WHAT YOU NEED TO DO: All lines from the one with "Locate every instance of the girl's" to the end need to be copied exactly, with nothing before them.

── RECORD LIST ──

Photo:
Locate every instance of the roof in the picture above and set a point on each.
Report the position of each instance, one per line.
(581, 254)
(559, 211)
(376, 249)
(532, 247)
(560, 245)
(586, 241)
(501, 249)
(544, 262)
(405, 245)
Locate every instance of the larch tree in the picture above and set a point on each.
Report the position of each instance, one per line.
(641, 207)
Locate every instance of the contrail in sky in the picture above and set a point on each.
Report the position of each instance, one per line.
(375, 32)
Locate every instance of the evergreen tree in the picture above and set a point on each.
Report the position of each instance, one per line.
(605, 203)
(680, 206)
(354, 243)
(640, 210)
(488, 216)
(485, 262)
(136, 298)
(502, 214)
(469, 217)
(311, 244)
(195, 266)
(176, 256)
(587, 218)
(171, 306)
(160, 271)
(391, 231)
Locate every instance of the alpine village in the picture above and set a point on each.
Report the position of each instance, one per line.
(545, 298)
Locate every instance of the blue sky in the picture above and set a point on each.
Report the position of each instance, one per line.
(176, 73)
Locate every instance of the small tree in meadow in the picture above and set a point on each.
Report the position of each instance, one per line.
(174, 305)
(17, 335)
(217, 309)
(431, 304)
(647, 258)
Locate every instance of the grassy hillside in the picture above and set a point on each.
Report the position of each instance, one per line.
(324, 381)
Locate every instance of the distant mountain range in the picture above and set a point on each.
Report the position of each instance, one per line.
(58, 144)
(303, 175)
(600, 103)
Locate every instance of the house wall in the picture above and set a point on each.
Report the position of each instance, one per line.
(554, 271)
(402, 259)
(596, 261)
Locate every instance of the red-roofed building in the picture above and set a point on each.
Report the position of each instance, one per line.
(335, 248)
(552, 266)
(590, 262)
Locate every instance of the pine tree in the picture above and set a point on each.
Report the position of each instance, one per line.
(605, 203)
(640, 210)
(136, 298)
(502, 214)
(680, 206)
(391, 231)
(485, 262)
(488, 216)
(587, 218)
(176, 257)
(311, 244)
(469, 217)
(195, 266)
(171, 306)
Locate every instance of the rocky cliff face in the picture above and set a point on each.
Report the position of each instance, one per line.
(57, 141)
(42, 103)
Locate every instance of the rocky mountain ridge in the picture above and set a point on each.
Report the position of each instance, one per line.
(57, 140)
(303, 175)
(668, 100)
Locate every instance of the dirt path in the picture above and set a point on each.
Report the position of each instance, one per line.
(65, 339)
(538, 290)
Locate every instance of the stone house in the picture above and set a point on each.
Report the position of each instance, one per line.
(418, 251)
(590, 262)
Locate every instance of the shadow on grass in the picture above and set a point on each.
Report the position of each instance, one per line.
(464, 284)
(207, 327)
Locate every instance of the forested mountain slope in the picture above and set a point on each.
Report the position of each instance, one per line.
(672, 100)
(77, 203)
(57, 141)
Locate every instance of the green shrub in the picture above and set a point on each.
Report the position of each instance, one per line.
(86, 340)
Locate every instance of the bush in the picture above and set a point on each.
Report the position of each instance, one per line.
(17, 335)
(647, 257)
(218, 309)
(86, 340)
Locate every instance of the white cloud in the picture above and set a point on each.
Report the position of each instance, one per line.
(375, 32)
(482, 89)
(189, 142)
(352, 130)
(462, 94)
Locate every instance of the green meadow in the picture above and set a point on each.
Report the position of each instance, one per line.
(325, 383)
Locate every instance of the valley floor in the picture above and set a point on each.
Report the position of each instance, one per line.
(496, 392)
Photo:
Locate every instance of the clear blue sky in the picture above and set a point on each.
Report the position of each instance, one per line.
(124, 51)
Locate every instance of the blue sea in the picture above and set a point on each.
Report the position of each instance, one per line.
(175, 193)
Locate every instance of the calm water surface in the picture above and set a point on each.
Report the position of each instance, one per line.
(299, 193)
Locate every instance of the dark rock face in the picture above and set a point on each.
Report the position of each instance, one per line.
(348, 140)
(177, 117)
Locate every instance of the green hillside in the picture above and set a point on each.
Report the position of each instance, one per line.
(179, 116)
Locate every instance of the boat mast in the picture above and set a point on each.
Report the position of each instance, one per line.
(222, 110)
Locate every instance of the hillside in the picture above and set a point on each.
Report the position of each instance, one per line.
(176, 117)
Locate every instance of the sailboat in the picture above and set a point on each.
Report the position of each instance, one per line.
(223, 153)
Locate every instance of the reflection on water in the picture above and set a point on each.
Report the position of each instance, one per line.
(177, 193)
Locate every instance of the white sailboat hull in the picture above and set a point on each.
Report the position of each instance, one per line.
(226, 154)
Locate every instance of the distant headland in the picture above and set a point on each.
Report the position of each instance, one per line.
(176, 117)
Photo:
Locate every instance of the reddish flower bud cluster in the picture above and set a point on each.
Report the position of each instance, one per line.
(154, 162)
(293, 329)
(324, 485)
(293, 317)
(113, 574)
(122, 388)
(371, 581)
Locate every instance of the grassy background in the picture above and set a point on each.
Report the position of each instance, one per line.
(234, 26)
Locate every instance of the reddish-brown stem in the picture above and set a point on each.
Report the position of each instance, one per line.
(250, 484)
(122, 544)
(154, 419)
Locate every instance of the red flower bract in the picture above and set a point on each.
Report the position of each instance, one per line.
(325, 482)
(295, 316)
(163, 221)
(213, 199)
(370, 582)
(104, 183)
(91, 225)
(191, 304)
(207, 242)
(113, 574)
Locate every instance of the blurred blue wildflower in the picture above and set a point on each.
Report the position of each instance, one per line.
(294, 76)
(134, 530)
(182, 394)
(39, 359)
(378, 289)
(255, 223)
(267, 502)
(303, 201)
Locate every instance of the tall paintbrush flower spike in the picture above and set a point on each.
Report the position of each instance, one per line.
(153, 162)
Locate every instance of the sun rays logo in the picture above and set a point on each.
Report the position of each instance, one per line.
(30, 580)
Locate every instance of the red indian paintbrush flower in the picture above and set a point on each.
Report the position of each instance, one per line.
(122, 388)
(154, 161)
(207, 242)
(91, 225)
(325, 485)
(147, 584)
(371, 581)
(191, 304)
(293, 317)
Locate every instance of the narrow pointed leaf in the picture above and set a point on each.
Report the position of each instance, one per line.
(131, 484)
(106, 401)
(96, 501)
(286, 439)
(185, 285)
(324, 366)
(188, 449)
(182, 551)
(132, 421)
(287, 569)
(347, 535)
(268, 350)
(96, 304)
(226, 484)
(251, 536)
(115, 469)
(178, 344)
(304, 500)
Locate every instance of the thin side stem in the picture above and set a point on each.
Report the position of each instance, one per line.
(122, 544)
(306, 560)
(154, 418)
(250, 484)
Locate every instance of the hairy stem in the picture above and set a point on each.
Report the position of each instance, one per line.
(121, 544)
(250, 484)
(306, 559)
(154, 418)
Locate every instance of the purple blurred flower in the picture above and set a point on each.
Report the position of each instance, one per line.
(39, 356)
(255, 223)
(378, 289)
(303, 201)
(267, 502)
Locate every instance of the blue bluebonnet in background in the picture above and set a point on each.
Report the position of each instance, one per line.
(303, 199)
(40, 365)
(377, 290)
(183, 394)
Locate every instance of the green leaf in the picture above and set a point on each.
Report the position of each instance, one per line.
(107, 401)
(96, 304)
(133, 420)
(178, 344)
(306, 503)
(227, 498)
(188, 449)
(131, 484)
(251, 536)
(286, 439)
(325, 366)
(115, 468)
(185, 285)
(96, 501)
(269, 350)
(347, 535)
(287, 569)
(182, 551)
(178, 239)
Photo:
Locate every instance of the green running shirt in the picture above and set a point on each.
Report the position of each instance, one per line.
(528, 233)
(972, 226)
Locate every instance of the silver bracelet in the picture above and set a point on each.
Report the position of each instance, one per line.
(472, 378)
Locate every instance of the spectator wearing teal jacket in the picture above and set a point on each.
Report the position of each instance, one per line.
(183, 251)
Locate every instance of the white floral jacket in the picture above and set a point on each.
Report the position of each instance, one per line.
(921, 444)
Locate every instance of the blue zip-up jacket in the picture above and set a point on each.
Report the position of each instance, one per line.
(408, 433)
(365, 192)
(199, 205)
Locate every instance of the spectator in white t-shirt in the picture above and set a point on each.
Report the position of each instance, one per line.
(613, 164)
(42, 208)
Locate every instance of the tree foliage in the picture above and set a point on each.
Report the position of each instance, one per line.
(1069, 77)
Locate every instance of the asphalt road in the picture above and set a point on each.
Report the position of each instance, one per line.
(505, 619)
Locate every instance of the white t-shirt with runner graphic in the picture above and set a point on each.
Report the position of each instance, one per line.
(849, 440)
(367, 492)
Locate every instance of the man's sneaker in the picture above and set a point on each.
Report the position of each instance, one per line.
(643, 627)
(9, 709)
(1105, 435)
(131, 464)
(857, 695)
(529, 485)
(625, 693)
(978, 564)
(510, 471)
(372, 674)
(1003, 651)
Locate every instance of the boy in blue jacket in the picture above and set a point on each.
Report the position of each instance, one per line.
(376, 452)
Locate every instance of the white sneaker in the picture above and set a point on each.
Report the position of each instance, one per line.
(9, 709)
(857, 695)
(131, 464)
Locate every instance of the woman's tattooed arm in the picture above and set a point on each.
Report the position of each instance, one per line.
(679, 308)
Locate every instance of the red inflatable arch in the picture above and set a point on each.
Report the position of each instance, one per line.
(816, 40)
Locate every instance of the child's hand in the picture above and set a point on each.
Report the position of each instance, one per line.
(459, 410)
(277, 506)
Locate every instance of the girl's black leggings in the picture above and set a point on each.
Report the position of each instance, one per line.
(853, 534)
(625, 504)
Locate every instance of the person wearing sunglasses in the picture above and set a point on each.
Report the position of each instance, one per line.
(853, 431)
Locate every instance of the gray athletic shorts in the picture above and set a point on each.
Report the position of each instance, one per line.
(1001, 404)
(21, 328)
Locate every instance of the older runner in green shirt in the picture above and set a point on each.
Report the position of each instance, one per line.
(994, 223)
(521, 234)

───

EXPECTED OUTPUT:
Locate every instance of the girl's black leggings in the picture above and set a point on each.
Report the position of each instance, one per line.
(853, 534)
(625, 504)
Locate every instance of the person wearing sunglasses in the picture above and set a point on each.
Report the position of each instance, one per line.
(853, 431)
Locate every instance of the gray athletic shorts in the picture above and set a point on each.
Report the position of each instance, one per line.
(1001, 404)
(21, 328)
Locate every instance of the older runner in green shirt in the picture above and set a point on each.
Report the position of each instance, one per line.
(994, 223)
(521, 234)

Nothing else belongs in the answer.